(Dataset entries)
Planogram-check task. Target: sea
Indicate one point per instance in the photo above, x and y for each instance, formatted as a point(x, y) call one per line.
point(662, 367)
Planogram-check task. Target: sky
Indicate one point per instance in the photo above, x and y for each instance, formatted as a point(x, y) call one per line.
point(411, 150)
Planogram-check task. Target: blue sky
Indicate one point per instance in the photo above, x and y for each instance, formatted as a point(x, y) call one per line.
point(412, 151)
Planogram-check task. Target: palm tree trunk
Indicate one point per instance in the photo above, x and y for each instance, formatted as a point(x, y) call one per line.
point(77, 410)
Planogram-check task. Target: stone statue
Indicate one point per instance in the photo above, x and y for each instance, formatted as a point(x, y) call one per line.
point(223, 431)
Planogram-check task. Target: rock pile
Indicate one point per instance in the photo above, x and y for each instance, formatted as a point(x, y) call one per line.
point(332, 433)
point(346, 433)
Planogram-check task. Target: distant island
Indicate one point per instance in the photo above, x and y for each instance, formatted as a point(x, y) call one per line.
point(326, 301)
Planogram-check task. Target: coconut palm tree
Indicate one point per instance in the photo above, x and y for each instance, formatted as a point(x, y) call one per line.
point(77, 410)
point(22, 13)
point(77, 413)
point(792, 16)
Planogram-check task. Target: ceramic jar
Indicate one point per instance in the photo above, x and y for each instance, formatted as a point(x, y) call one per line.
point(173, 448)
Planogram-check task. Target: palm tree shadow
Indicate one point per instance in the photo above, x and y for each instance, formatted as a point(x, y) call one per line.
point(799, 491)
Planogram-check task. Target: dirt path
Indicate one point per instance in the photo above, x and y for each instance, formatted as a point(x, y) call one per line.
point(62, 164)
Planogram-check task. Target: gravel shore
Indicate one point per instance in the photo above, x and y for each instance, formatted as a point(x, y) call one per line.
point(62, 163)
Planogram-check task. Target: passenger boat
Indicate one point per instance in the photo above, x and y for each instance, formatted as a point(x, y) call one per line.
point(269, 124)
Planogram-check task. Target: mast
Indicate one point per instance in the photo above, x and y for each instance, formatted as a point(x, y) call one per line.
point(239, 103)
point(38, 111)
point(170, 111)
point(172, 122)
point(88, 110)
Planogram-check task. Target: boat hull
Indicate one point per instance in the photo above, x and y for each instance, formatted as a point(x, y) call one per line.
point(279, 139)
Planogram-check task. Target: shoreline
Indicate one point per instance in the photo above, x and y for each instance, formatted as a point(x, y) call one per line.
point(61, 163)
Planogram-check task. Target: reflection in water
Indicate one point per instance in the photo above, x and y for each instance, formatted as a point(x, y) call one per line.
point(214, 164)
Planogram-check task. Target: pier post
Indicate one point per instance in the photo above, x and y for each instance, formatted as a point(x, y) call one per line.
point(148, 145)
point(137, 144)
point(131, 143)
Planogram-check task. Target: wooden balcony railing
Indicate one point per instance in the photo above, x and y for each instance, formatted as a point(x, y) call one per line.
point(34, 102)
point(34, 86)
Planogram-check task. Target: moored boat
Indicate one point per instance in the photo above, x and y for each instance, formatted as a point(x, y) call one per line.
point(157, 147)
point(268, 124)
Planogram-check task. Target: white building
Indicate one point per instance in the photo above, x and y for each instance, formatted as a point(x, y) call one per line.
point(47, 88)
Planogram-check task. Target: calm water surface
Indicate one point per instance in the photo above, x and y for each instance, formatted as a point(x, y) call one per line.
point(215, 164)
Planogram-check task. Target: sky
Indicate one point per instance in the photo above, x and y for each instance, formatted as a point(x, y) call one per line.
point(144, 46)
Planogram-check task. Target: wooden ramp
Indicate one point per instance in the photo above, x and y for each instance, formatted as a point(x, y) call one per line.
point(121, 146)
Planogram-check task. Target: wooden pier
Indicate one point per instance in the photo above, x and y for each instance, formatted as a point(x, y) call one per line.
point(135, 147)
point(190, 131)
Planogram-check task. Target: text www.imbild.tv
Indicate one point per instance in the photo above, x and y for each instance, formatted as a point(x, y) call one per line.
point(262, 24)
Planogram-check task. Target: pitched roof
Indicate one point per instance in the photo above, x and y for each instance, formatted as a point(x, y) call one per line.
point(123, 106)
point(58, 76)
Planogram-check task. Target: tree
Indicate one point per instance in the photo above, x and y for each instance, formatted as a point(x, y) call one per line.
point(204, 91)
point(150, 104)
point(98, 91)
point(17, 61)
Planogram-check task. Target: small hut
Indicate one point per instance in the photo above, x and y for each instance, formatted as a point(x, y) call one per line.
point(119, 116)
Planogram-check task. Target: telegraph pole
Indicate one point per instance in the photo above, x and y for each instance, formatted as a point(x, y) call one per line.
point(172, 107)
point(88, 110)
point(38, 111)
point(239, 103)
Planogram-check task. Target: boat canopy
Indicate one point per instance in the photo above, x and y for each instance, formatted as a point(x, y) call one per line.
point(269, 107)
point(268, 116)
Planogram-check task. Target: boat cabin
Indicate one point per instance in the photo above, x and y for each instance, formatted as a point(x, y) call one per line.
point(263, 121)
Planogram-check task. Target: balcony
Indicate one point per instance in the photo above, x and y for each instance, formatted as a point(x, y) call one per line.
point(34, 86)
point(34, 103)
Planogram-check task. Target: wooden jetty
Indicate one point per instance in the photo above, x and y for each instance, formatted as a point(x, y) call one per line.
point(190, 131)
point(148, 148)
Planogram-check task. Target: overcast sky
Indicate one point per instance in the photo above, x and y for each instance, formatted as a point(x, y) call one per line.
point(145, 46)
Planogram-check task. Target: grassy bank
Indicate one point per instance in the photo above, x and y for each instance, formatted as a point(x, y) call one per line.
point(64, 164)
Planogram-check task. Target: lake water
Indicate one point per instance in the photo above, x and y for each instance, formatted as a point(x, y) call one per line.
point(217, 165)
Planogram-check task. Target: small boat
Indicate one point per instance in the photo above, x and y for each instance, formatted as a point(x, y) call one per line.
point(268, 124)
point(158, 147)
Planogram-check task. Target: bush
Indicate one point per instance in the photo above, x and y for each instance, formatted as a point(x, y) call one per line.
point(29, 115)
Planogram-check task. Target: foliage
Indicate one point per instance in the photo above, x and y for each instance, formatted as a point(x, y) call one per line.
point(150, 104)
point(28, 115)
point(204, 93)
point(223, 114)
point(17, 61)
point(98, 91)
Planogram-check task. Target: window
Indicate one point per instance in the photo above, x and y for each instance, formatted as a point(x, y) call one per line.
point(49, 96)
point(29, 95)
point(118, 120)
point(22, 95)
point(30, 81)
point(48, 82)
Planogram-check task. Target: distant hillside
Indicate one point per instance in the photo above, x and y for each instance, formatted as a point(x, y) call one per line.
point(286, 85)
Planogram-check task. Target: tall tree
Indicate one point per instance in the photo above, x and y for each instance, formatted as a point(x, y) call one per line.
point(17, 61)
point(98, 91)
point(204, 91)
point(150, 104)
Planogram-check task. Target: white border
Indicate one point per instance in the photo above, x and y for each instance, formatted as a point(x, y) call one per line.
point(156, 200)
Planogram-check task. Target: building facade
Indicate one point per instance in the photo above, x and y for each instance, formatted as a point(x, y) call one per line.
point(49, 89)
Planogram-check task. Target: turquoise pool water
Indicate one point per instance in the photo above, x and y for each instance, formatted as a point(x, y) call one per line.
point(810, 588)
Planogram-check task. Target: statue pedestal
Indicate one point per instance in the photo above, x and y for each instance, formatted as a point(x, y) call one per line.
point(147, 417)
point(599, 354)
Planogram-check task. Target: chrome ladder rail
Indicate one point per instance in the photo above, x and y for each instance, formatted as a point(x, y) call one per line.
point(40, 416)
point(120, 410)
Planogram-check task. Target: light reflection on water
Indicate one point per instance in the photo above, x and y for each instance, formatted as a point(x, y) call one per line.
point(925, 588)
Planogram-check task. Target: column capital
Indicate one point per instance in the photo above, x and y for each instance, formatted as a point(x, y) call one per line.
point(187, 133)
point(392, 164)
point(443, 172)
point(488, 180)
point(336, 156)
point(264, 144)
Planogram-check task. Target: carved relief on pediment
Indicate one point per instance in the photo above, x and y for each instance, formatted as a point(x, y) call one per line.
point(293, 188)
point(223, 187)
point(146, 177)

- _Your instructions_: Filter the records for the word "reflection" and show every line that has it.

- _Response to the exercise_:
Planogram-check task. Target: reflection in water
Planogram-check task. Target: light reflection on water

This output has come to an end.